━━━ Records for processing

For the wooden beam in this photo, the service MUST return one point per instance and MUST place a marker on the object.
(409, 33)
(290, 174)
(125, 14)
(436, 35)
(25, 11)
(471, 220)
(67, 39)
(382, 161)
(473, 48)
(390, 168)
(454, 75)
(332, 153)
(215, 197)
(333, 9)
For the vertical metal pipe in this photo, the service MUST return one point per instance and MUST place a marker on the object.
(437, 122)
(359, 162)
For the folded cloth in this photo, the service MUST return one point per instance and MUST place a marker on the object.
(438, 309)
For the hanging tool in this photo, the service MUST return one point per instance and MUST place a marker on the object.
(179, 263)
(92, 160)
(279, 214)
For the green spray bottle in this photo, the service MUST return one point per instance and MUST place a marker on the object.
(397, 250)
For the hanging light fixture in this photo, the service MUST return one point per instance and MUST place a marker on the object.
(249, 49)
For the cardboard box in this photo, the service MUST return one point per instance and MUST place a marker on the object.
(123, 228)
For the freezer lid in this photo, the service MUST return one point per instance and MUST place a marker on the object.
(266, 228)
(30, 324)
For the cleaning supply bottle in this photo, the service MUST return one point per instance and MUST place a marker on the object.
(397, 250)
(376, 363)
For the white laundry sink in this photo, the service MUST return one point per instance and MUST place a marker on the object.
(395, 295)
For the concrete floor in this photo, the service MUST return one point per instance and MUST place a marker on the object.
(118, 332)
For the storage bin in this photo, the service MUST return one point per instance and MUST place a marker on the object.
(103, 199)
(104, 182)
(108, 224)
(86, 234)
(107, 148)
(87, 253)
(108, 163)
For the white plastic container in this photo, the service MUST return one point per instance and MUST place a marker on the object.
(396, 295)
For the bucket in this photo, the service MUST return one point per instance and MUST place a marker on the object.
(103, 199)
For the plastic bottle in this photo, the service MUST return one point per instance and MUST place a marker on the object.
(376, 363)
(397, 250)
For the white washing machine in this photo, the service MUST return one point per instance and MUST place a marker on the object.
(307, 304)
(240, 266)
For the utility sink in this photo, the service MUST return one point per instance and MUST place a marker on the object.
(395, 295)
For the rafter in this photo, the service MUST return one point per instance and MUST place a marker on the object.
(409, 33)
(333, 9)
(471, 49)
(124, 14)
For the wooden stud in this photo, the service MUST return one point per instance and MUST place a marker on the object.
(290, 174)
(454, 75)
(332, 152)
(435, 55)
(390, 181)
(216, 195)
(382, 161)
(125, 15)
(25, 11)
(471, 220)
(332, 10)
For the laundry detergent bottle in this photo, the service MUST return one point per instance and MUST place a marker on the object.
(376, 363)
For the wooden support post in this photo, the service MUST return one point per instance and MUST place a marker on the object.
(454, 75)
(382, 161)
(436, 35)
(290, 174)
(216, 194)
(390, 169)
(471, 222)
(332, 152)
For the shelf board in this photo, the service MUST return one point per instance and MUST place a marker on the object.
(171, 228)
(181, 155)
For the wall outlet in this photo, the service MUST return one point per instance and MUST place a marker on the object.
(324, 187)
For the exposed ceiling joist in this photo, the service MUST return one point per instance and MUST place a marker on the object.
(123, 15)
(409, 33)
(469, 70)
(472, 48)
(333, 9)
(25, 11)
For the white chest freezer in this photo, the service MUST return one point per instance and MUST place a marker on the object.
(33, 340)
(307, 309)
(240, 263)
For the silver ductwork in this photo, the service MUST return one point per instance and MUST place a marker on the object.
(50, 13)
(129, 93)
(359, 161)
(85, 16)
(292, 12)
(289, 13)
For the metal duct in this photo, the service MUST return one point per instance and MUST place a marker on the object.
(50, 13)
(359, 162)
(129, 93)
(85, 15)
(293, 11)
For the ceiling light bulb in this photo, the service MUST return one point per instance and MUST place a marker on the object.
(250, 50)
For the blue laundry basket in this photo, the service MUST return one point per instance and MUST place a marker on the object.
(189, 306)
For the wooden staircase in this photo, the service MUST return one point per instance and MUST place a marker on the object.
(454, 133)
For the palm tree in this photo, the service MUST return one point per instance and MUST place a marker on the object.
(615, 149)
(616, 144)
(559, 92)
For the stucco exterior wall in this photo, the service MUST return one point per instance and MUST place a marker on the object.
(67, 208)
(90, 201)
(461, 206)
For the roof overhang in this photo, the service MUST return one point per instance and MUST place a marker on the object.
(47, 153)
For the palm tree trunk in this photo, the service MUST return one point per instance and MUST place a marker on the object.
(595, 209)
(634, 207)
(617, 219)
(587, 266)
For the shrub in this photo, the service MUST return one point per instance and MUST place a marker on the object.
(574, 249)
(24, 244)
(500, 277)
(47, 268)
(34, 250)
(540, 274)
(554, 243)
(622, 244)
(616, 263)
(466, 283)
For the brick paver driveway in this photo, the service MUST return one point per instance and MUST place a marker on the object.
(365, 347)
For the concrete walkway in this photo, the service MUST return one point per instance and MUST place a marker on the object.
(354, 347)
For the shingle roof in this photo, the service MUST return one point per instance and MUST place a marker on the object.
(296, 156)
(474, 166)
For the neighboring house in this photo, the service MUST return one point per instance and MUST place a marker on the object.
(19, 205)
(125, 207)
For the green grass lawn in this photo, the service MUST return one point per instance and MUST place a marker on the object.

━━━━━━

Restate every line of the data word for word.

== Result of this task ==
For the wooden beam in this photo, the service MUST return one point per instance and MUST place a marker on the object.
(409, 33)
(290, 174)
(125, 14)
(436, 35)
(25, 11)
(471, 220)
(67, 39)
(382, 161)
(473, 48)
(390, 168)
(454, 75)
(332, 153)
(215, 197)
(333, 9)
For the vertical metal pipe in this photo, the service MUST return one point per instance and MUST place a marker on the object.
(437, 122)
(359, 162)
For the folded cloth in this photo, the service MUST return one point per instance and MUST place a marker on the object.
(438, 309)
For the hanging tool in this photo, the service MUST return one point per instance and MUST place a marker on the object.
(179, 263)
(92, 160)
(279, 214)
For the green spray bottle in this photo, the service MUST return one point per instance and MUST place a marker on the object.
(397, 250)
For the hanging light fixture in this photo, the service MUST return one point per instance and MUST place a marker on the object.
(249, 49)
For the cardboard box in this photo, the service MUST return one point per instance and MUST place a marker on the object.
(123, 228)
For the freezer lid in this photo, the service MUST return one point per instance and MUST place a marker on the object.
(266, 228)
(30, 324)
For the cleaning supply bottle in this photo, the service MUST return one point per instance and MUST place a marker on the object.
(397, 250)
(376, 363)
For the white laundry sink in this photo, the service MUST return one point per instance and MUST place a marker on the object.
(395, 295)
For the concrete floor in this photo, the service MUST return one point per instance and MUST place a marker on the object.
(118, 332)
For the storage bin in this photo, the service MUST return one point per instance and MUST place a marker on the object.
(103, 199)
(104, 182)
(108, 224)
(86, 234)
(107, 148)
(87, 253)
(108, 163)
For the white plastic container in this photo, the service MUST return one point per instance and MUST place a marker on the object.
(396, 295)
For the bucket in this photo, the service MUST return one point per instance and MUST place a marker on the object.
(103, 199)
For the plastic bottle in this photo, the service MUST return one point per instance and MUST place a marker on the object.
(376, 363)
(397, 250)
For the white washing machine in this photo, the service MUST return one point per instance and MUST place a marker on the object.
(307, 304)
(240, 266)
For the utility sink in this photo, the service MUST return one point per instance and MUST place a marker on the object.
(395, 295)
For the rafter in this photo, the service MUST return one point per instance and MUST place a marker on the object.
(409, 33)
(333, 9)
(471, 49)
(124, 14)
For the wooden stud in this photo, the service MUST return one point per instance and MUST place a marker on the object.
(290, 174)
(454, 75)
(332, 152)
(435, 55)
(390, 181)
(216, 195)
(382, 161)
(125, 15)
(25, 11)
(471, 220)
(332, 10)
For the laundry detergent bottle in this photo, the service MUST return one point per instance and MUST place a marker on the object.
(376, 363)
For the wooden support post in this photo, the service MUST return one point per instance and MUST place a marker on the object.
(454, 75)
(382, 161)
(436, 35)
(290, 174)
(216, 194)
(390, 169)
(471, 222)
(332, 152)
For the shelf board in this photo, the service MUST return one point per instance and MUST place a marker on the object.
(171, 228)
(181, 155)
For the wall outlet in this photo, the service MUST return one point per instance and MUST place a marker on the object.
(324, 187)
For the exposed ceiling joist in this photo, the service MUST return one point per instance and MUST place a marker on the object.
(123, 15)
(409, 33)
(469, 70)
(472, 48)
(333, 9)
(25, 11)
For the white chest freezer in this photo, the service MUST return one point per instance and MUST place a marker on the object.
(33, 340)
(307, 309)
(240, 263)
For the silver ductwork in this photo, the service MUST return one point per instance and MUST place a marker on the object.
(50, 13)
(129, 93)
(359, 161)
(85, 16)
(292, 12)
(289, 13)
For the metal duct in this photo, the service MUST return one point per instance and MUST place a marker on the object.
(50, 13)
(359, 162)
(129, 93)
(85, 15)
(293, 11)
For the ceiling light bulb in this photo, the service MUST return one point per instance and MUST place a marker on the object.
(250, 50)
For the blue laundry basket in this photo, the service MUST return one point per instance and MUST place a marker on the object.
(189, 306)
For the wooden staircase in this photo, the service MUST return one point per instance and MUST place a marker on the object.
(454, 133)
For the palm tree in this photo, the service MUST return one point per instance and MUST place a marker on the object.
(615, 149)
(616, 144)
(559, 92)
For the stucco exterior wall in this photo, the service MUST return one point per instance and MUST place a marker on the object.
(67, 208)
(90, 201)
(461, 206)
For the roof overhang in this photo, the service MUST return one point per instance and MUST place a marker on the object.
(47, 153)
For the palm tree trunk in this photo, the service MUST return one point per instance and MUST place a marker on the object.
(595, 209)
(634, 207)
(617, 219)
(587, 266)
For the shrub in this photo, the service MUST return one point per instance and MUST place a marker on the object.
(574, 249)
(24, 244)
(500, 277)
(47, 268)
(34, 250)
(540, 274)
(554, 243)
(622, 244)
(616, 263)
(466, 283)
For the brick paver driveway in this photo, the service MUST return one point per instance and MUST place a marker on the object.
(365, 347)
For the concrete walkway in this photo, the service MUST return one point per instance and MUST place a marker on the object.
(354, 347)
For the shingle roof in this photo, the service MUST return one point per instance and MUST place a marker on the object.
(296, 156)
(474, 166)
For the neighboring house in this photo, the service MUST return one point per instance and MUST place a marker on the object.
(19, 205)
(125, 207)
For the green grass lawn in this photo, the service MUST return one point per instance and MUST place a marker on the object.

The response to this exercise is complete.